=== DATA FOR PROCESSING ===

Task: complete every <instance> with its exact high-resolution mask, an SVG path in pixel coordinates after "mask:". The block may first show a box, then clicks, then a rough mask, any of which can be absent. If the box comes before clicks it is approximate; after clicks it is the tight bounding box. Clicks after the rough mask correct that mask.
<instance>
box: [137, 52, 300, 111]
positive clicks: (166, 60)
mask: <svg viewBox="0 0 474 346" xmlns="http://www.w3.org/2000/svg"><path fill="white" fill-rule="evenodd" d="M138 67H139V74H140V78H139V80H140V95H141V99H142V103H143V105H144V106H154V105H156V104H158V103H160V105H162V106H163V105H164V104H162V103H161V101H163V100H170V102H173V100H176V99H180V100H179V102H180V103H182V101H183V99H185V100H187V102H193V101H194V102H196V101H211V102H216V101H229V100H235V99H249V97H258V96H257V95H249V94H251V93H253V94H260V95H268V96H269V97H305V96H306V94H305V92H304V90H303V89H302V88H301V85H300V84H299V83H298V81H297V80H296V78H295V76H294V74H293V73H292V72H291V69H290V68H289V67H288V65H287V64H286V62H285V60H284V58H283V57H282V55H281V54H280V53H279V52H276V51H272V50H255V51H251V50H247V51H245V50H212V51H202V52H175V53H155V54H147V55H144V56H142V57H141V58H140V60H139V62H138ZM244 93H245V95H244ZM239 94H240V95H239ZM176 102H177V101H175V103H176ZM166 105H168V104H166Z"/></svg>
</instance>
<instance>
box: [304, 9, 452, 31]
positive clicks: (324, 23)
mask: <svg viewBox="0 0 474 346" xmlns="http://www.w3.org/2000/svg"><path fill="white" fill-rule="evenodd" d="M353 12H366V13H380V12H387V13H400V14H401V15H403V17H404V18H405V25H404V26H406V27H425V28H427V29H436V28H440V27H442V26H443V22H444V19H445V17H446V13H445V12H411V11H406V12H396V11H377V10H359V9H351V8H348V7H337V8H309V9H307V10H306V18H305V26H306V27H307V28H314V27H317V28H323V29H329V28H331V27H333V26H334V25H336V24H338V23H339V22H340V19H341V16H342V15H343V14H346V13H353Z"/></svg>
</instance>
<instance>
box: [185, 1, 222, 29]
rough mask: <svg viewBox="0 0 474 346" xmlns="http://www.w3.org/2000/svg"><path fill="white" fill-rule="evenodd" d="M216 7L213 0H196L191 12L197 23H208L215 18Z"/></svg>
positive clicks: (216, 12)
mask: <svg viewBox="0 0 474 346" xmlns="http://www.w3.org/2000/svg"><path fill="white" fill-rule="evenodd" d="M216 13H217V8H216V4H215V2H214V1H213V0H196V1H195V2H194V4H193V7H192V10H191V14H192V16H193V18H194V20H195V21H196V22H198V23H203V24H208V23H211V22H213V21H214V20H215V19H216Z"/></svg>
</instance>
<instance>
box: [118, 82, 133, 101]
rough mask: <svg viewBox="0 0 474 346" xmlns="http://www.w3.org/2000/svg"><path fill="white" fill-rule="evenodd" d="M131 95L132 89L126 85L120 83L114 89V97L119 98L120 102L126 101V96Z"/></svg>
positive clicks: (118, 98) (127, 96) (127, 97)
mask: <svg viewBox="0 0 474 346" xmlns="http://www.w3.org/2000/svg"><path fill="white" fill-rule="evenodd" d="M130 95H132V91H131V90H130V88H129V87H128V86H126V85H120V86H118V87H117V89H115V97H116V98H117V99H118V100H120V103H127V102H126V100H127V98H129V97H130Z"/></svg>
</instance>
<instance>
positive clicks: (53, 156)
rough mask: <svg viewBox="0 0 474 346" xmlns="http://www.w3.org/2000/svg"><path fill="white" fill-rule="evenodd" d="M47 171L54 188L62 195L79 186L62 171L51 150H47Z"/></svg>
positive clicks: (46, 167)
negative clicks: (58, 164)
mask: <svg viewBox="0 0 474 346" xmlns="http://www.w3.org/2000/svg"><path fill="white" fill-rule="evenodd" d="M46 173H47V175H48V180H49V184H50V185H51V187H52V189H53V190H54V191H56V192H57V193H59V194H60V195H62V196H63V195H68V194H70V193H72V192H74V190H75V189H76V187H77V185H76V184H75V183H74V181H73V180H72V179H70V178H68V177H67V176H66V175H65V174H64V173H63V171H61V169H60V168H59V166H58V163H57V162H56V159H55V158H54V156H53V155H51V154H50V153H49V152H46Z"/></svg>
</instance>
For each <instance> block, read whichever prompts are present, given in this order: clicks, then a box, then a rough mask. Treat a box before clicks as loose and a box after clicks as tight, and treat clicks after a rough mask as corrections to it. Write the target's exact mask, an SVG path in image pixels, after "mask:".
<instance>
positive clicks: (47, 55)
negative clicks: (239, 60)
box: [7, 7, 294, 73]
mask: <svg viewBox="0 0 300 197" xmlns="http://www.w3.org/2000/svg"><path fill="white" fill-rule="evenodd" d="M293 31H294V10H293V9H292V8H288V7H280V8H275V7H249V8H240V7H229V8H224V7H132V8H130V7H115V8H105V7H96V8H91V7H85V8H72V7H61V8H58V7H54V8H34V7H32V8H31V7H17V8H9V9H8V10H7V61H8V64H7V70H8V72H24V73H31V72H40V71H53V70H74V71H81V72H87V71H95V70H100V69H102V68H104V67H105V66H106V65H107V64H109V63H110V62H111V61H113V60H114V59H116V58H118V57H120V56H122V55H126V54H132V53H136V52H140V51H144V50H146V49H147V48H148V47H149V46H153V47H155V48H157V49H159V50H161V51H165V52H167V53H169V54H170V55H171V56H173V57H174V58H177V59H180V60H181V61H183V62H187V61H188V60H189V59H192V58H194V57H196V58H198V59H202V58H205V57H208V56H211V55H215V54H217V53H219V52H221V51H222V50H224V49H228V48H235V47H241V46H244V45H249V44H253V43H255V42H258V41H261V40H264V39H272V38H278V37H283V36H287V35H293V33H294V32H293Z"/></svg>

===

* [TASK PROMPT]:
Please restate the material above exactly, line by line.

* [RESPONSE BELOW]:
Task: complete every <instance> with its exact high-resolution mask, an SVG path in pixel coordinates after "mask:". The block may first show a box, then clicks, then a rough mask, any of which can be absent. If the box comes before clicks it is approximate; after clicks it is the tight bounding box. Clicks after the rough mask correct that mask.
<instance>
box: [137, 52, 300, 111]
positive clicks: (166, 60)
mask: <svg viewBox="0 0 474 346" xmlns="http://www.w3.org/2000/svg"><path fill="white" fill-rule="evenodd" d="M138 67H139V74H140V78H139V80H140V95H141V99H142V103H143V105H144V106H154V105H156V104H158V103H160V105H162V106H163V105H164V104H162V103H161V101H163V100H170V102H173V100H176V99H180V100H179V102H180V103H182V101H183V99H185V100H187V102H193V101H194V102H196V101H211V102H216V101H229V100H235V99H249V97H258V96H257V95H249V94H251V93H253V94H260V95H268V96H269V97H305V96H306V94H305V92H304V90H303V89H302V88H301V85H300V84H299V83H298V81H297V80H296V78H295V76H294V74H293V73H292V72H291V69H290V68H289V67H288V65H287V64H286V62H285V60H284V58H283V57H282V55H281V54H280V53H279V52H276V51H272V50H255V51H251V50H247V51H245V50H212V51H202V52H175V53H155V54H147V55H144V56H142V57H141V58H140V60H139V62H138ZM244 93H245V95H244ZM239 94H240V95H239ZM176 102H177V101H175V103H176ZM166 105H168V104H166Z"/></svg>
</instance>
<instance>
box: [304, 9, 452, 31]
positive clicks: (324, 23)
mask: <svg viewBox="0 0 474 346" xmlns="http://www.w3.org/2000/svg"><path fill="white" fill-rule="evenodd" d="M353 12H366V13H380V12H387V13H400V14H401V15H403V17H404V18H405V25H404V26H406V27H425V28H427V29H436V28H440V27H442V26H443V22H444V19H445V17H446V13H445V12H411V11H406V12H396V11H377V10H359V9H351V8H348V7H337V8H309V9H307V10H306V18H305V26H306V27H307V28H314V27H317V28H323V29H329V28H331V27H333V26H334V25H336V24H338V23H339V22H340V19H341V16H342V15H343V14H346V13H353Z"/></svg>
</instance>
<instance>
box: [185, 1, 222, 29]
rough mask: <svg viewBox="0 0 474 346" xmlns="http://www.w3.org/2000/svg"><path fill="white" fill-rule="evenodd" d="M216 7L213 0H196L191 12L197 23H208L215 18Z"/></svg>
positive clicks: (216, 12)
mask: <svg viewBox="0 0 474 346" xmlns="http://www.w3.org/2000/svg"><path fill="white" fill-rule="evenodd" d="M216 13H217V8H216V4H215V2H214V1H213V0H196V1H195V2H194V4H193V7H192V10H191V14H192V16H193V18H194V20H195V21H196V22H198V23H203V24H208V23H211V22H213V21H214V20H215V19H216Z"/></svg>
</instance>
<instance>
box: [118, 82, 133, 101]
rough mask: <svg viewBox="0 0 474 346" xmlns="http://www.w3.org/2000/svg"><path fill="white" fill-rule="evenodd" d="M131 95L132 89L126 85L120 83L114 89V97L119 98L120 102L126 101V96Z"/></svg>
positive clicks: (118, 98) (127, 96) (127, 97)
mask: <svg viewBox="0 0 474 346" xmlns="http://www.w3.org/2000/svg"><path fill="white" fill-rule="evenodd" d="M130 95H132V91H131V90H130V88H129V87H128V86H126V85H120V86H118V87H117V89H115V97H116V98H117V99H118V100H120V103H127V102H126V100H127V98H129V97H130Z"/></svg>
</instance>
<instance>
positive clicks: (53, 156)
rough mask: <svg viewBox="0 0 474 346" xmlns="http://www.w3.org/2000/svg"><path fill="white" fill-rule="evenodd" d="M47 171L54 188L62 195L79 186L62 171L51 150H47Z"/></svg>
positive clicks: (46, 167)
negative clicks: (58, 164)
mask: <svg viewBox="0 0 474 346" xmlns="http://www.w3.org/2000/svg"><path fill="white" fill-rule="evenodd" d="M46 173H47V175H48V180H49V184H50V185H51V187H52V189H53V190H54V191H56V192H57V193H59V194H60V195H62V196H63V195H68V194H70V193H72V192H74V190H75V189H76V187H77V185H76V184H75V183H74V181H73V180H72V179H70V178H68V177H67V176H66V175H65V174H64V173H63V171H61V169H60V168H59V166H58V163H57V162H56V159H55V158H54V156H53V155H51V154H50V153H49V152H46Z"/></svg>
</instance>
For each <instance> block, read whichever prompts are present, given in this order: clicks, then a box, then a rough mask. Treat a box before clicks as loose and a box after clicks as tight, and treat clicks after a rough mask as corrections to it. Write the target's exact mask, an SVG path in image pixels, after "mask:".
<instance>
positive clicks: (47, 55)
negative clicks: (239, 60)
box: [7, 7, 294, 73]
mask: <svg viewBox="0 0 300 197" xmlns="http://www.w3.org/2000/svg"><path fill="white" fill-rule="evenodd" d="M293 31H294V10H293V9H292V8H288V7H280V8H275V7H249V8H240V7H229V8H224V7H132V8H130V7H115V8H105V7H96V8H91V7H85V8H72V7H61V8H58V7H54V8H34V7H32V8H31V7H17V8H9V9H8V10H7V61H8V64H7V70H8V72H24V73H31V72H40V71H53V70H74V71H81V72H87V71H95V70H100V69H102V68H104V67H105V66H106V65H107V64H109V63H110V62H111V61H113V60H114V59H116V58H118V57H120V56H122V55H126V54H132V53H136V52H140V51H144V50H146V49H147V48H148V47H149V46H153V47H155V48H157V49H159V50H161V51H165V52H167V53H169V54H170V55H171V56H173V57H174V58H177V59H180V60H181V61H183V62H187V61H188V60H189V59H192V58H194V57H196V58H198V59H202V58H205V57H208V56H211V55H215V54H217V53H219V52H221V51H222V50H224V49H228V48H235V47H241V46H244V45H249V44H253V43H255V42H258V41H261V40H264V39H272V38H278V37H283V36H287V35H293V33H294V32H293Z"/></svg>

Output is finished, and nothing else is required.